■ What needs to be done
Output the complete listing. Match it exactly.

******

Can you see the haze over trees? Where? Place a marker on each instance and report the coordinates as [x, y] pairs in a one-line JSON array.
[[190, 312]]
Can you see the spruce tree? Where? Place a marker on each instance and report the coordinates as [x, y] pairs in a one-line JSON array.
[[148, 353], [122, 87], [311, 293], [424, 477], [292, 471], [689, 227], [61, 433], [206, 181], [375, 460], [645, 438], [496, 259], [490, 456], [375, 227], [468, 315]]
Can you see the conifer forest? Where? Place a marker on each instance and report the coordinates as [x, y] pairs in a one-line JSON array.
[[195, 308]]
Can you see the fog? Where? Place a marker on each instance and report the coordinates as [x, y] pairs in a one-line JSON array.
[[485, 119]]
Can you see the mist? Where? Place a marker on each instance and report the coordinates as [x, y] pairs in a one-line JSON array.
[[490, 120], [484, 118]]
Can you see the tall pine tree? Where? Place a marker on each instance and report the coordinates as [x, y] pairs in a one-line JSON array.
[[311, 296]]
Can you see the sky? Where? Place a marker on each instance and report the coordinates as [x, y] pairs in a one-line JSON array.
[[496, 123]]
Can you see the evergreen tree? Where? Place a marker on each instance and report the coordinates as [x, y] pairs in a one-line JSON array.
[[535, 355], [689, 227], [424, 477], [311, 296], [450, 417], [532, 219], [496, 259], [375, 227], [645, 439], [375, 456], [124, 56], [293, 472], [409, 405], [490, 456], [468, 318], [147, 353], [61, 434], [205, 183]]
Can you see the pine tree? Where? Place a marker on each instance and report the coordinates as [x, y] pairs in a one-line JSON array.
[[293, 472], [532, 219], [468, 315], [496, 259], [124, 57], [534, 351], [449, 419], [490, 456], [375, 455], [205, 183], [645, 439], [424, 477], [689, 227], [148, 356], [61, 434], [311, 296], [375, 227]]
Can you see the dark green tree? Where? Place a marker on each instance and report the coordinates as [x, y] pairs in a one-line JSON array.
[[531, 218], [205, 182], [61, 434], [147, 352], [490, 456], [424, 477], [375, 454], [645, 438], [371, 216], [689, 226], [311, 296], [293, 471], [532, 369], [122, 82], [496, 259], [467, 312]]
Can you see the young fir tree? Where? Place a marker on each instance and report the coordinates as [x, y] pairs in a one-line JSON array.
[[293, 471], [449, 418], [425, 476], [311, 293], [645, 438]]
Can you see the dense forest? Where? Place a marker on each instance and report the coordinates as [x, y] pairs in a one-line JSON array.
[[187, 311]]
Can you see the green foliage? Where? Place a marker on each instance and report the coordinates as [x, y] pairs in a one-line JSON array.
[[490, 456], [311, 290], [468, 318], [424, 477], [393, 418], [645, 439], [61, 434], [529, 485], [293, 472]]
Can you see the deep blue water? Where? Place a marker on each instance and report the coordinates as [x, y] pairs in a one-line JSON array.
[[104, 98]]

******

■ Answer to the exercise
Can you see the haze over trees? Where? Place a marker on each instance and report the coordinates as [x, y] pairs in a one-line JSON array.
[[190, 312]]
Can you see the spruce tree? Where? Place a marker on each instance and report the coordinates as [x, y] pairs in a one-line JSON array.
[[148, 353], [122, 87], [311, 293], [424, 477], [292, 471], [689, 227], [61, 433], [206, 181], [375, 460], [645, 438], [496, 259], [490, 456], [375, 227], [468, 315]]
Can you see the conifer forest? Where? Place a marker on each instance and report the coordinates as [x, y] pairs in a one-line JSON array.
[[195, 308]]
Can you see the fog? Where? Place a marker on each instance and report the coordinates as [x, y] pairs in a one-line JSON array.
[[485, 119]]
Can you see the mist? Where? Place a marker on each instance and report the coordinates as [x, y] pairs in a one-line JSON array.
[[490, 120], [484, 118]]
Can you see the tall pine tree? Where? Place a marker on each instance and report the coordinates as [x, y] pairs in a one-line JSON array.
[[311, 296]]
Can you see the sky? Where? Place a marker on each instance and report the coordinates as [x, y] pairs in a one-line JSON array.
[[496, 123]]
Can you see the evergreen tree? Where? Place a marker on each instance and report the coordinates as [x, y] pairs in a one-line JSON array.
[[535, 355], [689, 227], [424, 477], [311, 296], [450, 417], [532, 219], [496, 259], [375, 227], [645, 439], [375, 456], [124, 56], [293, 472], [409, 405], [490, 456], [468, 318], [147, 353], [61, 434], [205, 183]]
Can you see the pine tree? Where? Place a marker on each instance and report the coordinates as [x, y] pairs in a one-line JSON array.
[[293, 472], [532, 219], [468, 315], [496, 259], [124, 57], [534, 351], [449, 419], [490, 456], [375, 455], [205, 183], [645, 439], [424, 477], [689, 227], [148, 356], [61, 434], [311, 296], [375, 227]]
Can you see the dark green tree? Where? Place a marker on each instance and report the coordinates as [x, y] pairs in a one-line JSON array.
[[531, 218], [205, 182], [61, 434], [147, 352], [490, 456], [424, 477], [375, 454], [645, 438], [371, 216], [689, 226], [311, 296], [293, 471], [532, 369], [122, 82], [496, 259], [467, 312]]
Can you see the young fir tree? Where? Place a marker on each instance and report the coordinates as [x, y] pairs in a one-line JSON array.
[[293, 471], [449, 418], [425, 476], [311, 293], [645, 438]]
Can you see the dense forest? Where? Place a marker on each instance and report the coordinates as [x, y] pairs in a one-line JSON array.
[[187, 311]]
Can you see the green foliage? Where? Place a marker on each instance and report the coordinates as [x, y] pairs in a one-line JSON array.
[[490, 456], [311, 290], [468, 318], [424, 477], [393, 418], [645, 439], [61, 434], [529, 485], [293, 472]]
Can you see the deep blue water? Where? Place a marker on each instance and report the coordinates as [x, y] pairs in a one-line JSON array.
[[104, 98]]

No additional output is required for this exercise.